CHALLENGE:
Convert the rows from the first line through the line containing "[[117, 127], [229, 88], [340, 177]]" into a JSON list of strings, one string per line, leaving out any blank lines.

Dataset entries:
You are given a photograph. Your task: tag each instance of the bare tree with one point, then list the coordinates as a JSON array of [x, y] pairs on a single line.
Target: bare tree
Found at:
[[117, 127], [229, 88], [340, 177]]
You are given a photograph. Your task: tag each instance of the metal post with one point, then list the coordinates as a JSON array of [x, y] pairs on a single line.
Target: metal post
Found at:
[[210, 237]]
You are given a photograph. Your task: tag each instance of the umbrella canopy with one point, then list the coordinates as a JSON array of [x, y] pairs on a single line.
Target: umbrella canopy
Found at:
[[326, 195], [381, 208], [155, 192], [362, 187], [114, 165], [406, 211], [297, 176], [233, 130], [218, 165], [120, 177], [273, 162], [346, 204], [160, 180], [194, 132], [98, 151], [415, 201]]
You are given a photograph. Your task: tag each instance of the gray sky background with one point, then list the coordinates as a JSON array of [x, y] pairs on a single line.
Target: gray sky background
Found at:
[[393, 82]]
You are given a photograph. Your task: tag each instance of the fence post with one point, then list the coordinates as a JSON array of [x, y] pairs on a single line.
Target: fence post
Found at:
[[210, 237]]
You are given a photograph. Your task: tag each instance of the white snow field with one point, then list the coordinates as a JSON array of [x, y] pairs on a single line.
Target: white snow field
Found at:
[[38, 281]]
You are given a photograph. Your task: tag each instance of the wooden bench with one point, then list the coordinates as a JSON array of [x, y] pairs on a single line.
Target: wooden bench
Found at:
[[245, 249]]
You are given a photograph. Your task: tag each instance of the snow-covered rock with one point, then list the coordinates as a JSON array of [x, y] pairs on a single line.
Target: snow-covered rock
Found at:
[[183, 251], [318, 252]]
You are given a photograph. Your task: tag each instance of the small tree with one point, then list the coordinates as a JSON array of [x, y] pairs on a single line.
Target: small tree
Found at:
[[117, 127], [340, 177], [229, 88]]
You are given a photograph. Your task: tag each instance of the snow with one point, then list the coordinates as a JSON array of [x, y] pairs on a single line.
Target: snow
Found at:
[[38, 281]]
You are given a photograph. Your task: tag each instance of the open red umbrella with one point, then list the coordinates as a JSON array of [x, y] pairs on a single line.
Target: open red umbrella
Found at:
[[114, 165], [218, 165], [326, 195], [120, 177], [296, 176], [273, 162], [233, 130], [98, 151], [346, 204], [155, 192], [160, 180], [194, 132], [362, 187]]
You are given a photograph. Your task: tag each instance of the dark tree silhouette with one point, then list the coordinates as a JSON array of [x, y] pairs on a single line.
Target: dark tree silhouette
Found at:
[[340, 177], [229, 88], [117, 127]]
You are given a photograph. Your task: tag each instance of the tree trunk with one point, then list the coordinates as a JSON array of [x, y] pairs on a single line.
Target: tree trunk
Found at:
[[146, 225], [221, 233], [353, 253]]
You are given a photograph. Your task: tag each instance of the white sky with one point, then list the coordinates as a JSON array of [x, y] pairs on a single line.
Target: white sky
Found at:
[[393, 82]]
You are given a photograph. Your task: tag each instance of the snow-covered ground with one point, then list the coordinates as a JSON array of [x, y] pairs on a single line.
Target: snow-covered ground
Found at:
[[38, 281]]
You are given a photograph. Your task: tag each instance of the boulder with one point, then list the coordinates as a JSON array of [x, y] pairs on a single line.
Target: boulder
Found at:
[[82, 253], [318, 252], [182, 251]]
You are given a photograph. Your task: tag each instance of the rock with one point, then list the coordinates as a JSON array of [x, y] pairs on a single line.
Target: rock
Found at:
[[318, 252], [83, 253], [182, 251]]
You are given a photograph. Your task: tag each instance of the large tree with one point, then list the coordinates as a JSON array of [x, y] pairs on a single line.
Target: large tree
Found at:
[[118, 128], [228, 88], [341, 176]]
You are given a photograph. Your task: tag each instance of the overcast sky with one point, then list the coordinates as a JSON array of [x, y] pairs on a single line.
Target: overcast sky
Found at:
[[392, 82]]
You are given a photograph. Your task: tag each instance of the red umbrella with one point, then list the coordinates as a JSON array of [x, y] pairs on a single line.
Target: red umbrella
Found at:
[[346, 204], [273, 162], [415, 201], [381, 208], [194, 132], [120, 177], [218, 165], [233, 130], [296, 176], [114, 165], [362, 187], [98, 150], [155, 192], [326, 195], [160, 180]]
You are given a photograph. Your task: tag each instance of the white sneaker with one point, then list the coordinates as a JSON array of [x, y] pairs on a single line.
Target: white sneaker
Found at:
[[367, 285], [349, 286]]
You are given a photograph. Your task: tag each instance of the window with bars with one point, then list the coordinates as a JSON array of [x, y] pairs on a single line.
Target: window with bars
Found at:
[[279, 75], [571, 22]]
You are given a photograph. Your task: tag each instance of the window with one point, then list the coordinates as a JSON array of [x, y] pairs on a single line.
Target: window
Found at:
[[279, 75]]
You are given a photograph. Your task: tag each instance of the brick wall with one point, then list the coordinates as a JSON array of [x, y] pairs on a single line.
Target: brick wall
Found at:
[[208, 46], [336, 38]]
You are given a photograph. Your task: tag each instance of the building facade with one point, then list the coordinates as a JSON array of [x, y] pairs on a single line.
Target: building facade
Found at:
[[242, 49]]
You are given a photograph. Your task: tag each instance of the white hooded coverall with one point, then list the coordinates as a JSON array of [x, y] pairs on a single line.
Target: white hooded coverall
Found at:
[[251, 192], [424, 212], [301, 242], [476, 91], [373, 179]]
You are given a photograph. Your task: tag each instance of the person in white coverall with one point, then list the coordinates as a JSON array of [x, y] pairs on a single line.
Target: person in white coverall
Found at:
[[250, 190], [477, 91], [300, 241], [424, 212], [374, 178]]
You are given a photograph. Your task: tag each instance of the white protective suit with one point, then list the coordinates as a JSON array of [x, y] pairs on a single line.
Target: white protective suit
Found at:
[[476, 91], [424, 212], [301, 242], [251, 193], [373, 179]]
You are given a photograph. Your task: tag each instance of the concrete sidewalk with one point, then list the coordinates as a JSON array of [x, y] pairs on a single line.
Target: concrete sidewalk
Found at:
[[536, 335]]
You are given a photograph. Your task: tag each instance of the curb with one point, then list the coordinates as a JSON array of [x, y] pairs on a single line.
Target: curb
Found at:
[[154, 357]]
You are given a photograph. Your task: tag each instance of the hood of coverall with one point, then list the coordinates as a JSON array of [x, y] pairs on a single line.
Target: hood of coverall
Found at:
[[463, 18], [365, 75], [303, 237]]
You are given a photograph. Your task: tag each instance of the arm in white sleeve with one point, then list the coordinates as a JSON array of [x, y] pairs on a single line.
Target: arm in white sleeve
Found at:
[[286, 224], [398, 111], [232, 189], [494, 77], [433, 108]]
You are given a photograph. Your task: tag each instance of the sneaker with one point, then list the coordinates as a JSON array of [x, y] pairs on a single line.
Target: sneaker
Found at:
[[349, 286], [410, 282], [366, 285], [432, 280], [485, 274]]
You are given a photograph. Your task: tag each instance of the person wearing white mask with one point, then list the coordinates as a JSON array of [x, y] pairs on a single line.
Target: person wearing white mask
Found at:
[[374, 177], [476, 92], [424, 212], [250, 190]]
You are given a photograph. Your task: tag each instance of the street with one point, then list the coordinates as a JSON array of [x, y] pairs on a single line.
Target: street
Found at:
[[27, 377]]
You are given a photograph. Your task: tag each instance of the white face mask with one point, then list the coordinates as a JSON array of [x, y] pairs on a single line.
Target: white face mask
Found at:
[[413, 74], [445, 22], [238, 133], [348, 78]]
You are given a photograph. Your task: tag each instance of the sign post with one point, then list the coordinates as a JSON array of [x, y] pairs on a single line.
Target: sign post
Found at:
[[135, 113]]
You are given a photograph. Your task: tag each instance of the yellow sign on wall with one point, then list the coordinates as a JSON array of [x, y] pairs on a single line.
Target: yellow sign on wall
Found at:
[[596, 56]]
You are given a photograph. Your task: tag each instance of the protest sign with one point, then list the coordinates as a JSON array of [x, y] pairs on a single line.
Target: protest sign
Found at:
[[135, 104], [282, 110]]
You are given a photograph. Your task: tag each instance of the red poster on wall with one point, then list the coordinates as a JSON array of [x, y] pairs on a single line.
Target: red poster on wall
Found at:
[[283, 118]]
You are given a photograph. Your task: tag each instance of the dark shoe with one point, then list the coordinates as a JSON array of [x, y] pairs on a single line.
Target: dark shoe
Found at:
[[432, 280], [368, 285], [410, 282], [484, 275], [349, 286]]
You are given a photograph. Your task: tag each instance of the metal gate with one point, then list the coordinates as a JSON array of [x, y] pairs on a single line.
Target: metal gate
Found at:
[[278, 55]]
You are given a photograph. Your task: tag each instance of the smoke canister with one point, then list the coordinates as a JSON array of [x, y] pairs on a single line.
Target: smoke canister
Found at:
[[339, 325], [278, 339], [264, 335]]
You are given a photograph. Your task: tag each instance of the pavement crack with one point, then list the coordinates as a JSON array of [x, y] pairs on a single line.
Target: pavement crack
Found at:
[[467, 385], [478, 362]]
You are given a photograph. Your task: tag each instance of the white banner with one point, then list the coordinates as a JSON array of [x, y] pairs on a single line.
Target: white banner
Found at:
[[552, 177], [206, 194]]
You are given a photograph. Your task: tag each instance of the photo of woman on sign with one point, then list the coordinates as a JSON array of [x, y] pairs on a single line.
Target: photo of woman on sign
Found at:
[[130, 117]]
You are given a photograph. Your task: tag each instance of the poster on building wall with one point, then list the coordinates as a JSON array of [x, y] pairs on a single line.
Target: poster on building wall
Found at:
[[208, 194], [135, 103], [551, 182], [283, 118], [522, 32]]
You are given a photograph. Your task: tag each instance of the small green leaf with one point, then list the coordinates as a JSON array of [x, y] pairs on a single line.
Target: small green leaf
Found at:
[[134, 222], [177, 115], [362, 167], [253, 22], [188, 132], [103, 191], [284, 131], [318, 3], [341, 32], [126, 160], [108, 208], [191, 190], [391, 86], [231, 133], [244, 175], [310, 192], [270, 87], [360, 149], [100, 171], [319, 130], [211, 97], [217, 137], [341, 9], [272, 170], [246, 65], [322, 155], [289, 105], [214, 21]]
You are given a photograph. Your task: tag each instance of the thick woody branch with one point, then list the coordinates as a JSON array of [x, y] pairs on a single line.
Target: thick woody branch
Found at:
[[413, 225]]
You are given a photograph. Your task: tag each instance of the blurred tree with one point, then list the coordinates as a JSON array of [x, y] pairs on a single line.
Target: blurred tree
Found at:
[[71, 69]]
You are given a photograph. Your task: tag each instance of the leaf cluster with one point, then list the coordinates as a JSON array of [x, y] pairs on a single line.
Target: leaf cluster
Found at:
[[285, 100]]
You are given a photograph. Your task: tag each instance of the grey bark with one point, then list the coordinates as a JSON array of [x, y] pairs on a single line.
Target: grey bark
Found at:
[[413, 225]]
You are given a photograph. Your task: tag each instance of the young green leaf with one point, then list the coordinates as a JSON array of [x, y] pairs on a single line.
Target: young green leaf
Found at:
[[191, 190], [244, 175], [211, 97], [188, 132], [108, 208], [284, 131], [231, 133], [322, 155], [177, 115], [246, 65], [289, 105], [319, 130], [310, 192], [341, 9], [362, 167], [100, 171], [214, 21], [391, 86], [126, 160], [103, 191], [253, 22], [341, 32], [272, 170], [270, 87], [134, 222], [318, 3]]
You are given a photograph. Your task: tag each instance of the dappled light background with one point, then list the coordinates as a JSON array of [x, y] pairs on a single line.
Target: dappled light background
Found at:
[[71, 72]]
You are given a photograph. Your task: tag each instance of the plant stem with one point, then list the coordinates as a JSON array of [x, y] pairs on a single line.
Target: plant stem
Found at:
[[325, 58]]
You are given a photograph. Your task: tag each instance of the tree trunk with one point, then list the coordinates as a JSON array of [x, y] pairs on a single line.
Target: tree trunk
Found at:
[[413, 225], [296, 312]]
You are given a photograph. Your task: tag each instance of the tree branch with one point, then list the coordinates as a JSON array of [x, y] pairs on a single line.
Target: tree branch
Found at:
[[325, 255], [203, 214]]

RIGHT ANSWER:
[
  "You are given a photograph. Your task: tag each instance of the bare tree with one point, then list the coordinates as a JSON array of [x, y] pairs on a single line.",
  "Target: bare tree",
  "Found at:",
  "[[117, 127], [229, 88], [340, 177]]"
]